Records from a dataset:
>> BEGIN
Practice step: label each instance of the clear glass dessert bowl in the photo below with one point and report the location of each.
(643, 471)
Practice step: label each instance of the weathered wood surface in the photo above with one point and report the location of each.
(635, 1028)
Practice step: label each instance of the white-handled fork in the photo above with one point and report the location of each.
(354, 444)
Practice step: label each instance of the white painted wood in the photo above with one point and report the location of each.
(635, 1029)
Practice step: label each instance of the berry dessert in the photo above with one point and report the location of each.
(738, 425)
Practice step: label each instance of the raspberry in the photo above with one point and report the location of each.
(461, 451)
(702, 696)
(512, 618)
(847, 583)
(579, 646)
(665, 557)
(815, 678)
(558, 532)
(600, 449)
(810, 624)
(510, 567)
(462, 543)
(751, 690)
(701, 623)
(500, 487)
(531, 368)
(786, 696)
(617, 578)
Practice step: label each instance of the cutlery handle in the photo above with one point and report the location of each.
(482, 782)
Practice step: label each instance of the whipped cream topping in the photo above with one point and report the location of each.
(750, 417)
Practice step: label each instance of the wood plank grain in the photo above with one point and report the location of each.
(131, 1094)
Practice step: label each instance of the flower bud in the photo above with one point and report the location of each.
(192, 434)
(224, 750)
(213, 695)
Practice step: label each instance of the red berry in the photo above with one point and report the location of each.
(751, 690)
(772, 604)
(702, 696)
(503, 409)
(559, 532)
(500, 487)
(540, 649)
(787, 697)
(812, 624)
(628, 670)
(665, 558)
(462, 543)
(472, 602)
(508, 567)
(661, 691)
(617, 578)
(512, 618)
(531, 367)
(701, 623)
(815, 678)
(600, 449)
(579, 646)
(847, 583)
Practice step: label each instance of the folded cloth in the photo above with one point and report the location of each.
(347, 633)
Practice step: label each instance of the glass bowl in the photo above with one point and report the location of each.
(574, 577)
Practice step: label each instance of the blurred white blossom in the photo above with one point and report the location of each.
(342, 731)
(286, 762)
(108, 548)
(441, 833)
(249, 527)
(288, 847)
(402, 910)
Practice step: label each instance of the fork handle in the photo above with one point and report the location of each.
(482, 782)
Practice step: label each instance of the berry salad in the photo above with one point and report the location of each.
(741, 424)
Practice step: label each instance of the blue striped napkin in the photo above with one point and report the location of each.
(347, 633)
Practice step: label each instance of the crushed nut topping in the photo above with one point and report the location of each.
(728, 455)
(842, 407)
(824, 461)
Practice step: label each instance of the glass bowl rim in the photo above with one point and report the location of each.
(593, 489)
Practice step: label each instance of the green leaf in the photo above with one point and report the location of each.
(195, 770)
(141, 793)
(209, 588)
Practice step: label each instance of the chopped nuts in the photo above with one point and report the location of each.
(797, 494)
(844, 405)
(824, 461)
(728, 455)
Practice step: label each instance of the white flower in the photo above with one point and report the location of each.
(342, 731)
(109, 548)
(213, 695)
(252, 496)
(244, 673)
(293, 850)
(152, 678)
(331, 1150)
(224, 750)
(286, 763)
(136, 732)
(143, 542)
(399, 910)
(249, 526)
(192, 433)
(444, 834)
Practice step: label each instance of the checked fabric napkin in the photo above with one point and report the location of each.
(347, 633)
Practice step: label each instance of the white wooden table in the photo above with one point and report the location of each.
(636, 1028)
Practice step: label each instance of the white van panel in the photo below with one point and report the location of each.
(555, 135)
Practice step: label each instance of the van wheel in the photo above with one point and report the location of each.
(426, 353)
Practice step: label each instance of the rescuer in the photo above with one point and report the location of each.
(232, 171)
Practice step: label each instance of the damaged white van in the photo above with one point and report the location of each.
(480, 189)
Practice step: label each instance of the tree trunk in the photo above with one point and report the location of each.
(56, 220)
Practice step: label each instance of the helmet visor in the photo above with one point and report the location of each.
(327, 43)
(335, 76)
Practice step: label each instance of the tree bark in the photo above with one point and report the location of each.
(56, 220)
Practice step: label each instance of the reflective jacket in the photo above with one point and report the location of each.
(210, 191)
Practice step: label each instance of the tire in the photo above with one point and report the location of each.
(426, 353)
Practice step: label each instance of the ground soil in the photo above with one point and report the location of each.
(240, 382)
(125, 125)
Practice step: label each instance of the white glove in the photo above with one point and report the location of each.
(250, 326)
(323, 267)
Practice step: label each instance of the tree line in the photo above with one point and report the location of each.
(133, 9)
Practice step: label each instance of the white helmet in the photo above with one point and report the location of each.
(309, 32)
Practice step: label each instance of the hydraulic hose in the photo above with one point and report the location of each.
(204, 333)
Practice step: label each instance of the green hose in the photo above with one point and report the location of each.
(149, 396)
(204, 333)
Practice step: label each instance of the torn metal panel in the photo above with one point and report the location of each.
>> END
WHAT THIS TASK INVOLVES -> Transcribe all of the records above verbatim, reproducing each line without alteration.

FULL SOLUTION ->
Practice step: label each instance of the clear glass dessert bowl in the photo below with one point and report the location of each.
(643, 471)
Practice step: label each instance of the weathered wood surface in the photo above with one point and report the location of each.
(635, 1028)
Practice step: label each instance of the white-handled fork in the photo above with one point and report the location of each.
(354, 444)
Practice step: label each instance of the white painted wood in the photo above with one point and report the location of each.
(635, 1029)
Practice step: label each instance of the berry dessert in the photo above with one point and report the location of each.
(738, 425)
Practice step: label each instance of the raspberry in the photo above with one point and report the location of each.
(461, 451)
(702, 696)
(512, 618)
(847, 583)
(579, 646)
(665, 557)
(815, 678)
(558, 532)
(600, 449)
(810, 624)
(510, 567)
(462, 543)
(751, 690)
(701, 623)
(500, 487)
(531, 368)
(786, 696)
(617, 578)
Practice step: label each instance of the cutlery handle in the photo above with one point and report the location of each.
(482, 782)
Practice step: label each instance of the whipped cream topping in the photo above with one point and report the location of each.
(750, 417)
Practice step: label each instance of the wood plank grain in the photo above with one point and report the location of each.
(131, 1094)
Practice step: label each instance of the flower bud in the photo above with one point and report the location of each.
(192, 434)
(224, 750)
(213, 695)
Practice step: label each instance of the red berry in the photo above with one point and report the location of each.
(751, 690)
(772, 604)
(702, 696)
(503, 409)
(559, 532)
(500, 487)
(540, 649)
(787, 697)
(812, 624)
(628, 670)
(665, 558)
(462, 543)
(472, 602)
(508, 567)
(661, 691)
(617, 578)
(512, 618)
(531, 367)
(701, 623)
(815, 678)
(600, 449)
(579, 646)
(847, 583)
Practice step: label each instance of the folded cloth in the photo above with one point and report the location of each.
(347, 633)
Practice step: label each instance of the glass bowl in the photo above with one point and report the location of each.
(574, 577)
Practice step: label each instance of the blurred white blossom in the photo above with one point and report the location of each.
(342, 731)
(286, 762)
(108, 548)
(441, 833)
(249, 527)
(288, 847)
(402, 910)
Practice step: label each instance of the fork handle in the photo above with one point and report the location of each.
(482, 782)
Practice step: label each instance of the berry salad in the photo above with one point and report the location of each.
(741, 424)
Practice step: label each instance of the blue striped napkin in the photo above with one point and report the location of each.
(347, 633)
Practice step: label each instance of the crushed nut topping in the photo above with one point and report the location of each.
(728, 455)
(842, 407)
(824, 461)
Practice step: label each instance of the glass bowl rim in the photo above with one point and report the location of each.
(593, 489)
Practice step: label each instance of the green leaf in the photo above with one point and report the location of each.
(195, 770)
(141, 793)
(209, 588)
Practice step: label each instance of the chopped nuts in the photo above with one point and report the location of each.
(797, 494)
(844, 405)
(824, 461)
(728, 455)
Practice step: label each instance of the white flower in the photo above with one point and report the location of each.
(342, 731)
(109, 548)
(213, 695)
(252, 496)
(244, 673)
(293, 850)
(152, 678)
(331, 1150)
(224, 750)
(286, 763)
(136, 732)
(143, 542)
(399, 910)
(249, 526)
(192, 433)
(444, 834)
Practice step: label each instance of the checked fabric napkin in the photo above with one point and report the location of each.
(347, 633)
Practice step: label each instance of the white wooden table in the photo above with one point and report the location of each.
(636, 1028)
Practice step: label each instance of the white van panel in the photo below with one point and report the location of each.
(555, 135)
Practice step: label each instance of the van wheel in the photo above with one point and report the location of each.
(426, 353)
Practice step: label each instance of the rescuer in the photo above with one point and report the location of each.
(232, 171)
Practice step: label each instance of the damaged white van in the photo above with one point and report the location of each.
(480, 189)
Practice step: label each instance of the tree trunk in the photo above with one point and report the location of each.
(56, 220)
Practice step: label each instance of the helmet visor in the photo above with one point and report the location of each.
(327, 43)
(335, 76)
Practice step: label each instance of the tree bark in the photo above with one point and report the location of each.
(56, 220)
Practice step: label each instance of the reflective jacket in the photo above with one point and report the location of each.
(210, 191)
Practice step: label each instance of the tire in the photo above with one point and report the location of each.
(426, 353)
Practice step: label each instance of the ground soil in the photo above with one point and report the location of each.
(240, 382)
(125, 125)
Practice step: label each instance of the white glove in the photo above with one point and report the location of each.
(250, 326)
(323, 267)
Practice step: label each instance of the tree line in the photo above with one point and report the location of each.
(133, 9)
Practice step: label each instance of the white helmet in the photo above with one point and report the location of each.
(309, 32)
Practice step: label each instance of the hydraulic hose in the photo above with one point and report the location of each.
(204, 333)
Practice step: label each instance of the green hose in the photo above with one point and report the location of each.
(149, 396)
(204, 333)
Practice step: label each instance of the torn metal panel in the photo above with one point and report the location of each.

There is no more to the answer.